- STATED GOAL:
Extract every line of the items below and reproduce each one without changing a single character.

- RECORD LIST:
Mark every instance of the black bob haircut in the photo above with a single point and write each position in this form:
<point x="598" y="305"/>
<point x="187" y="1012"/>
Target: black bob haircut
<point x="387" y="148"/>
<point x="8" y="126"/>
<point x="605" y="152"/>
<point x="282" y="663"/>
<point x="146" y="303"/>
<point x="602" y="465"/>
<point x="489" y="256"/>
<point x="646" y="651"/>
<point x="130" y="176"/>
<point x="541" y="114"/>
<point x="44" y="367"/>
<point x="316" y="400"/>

- SOLUTION BELOW:
Mark every instance of the black bob haircut in the photo above with a single point and write each position in this form:
<point x="598" y="305"/>
<point x="187" y="1012"/>
Target: black bob haircut
<point x="387" y="148"/>
<point x="8" y="126"/>
<point x="605" y="152"/>
<point x="282" y="663"/>
<point x="146" y="303"/>
<point x="602" y="465"/>
<point x="489" y="256"/>
<point x="646" y="651"/>
<point x="130" y="176"/>
<point x="541" y="114"/>
<point x="44" y="367"/>
<point x="316" y="400"/>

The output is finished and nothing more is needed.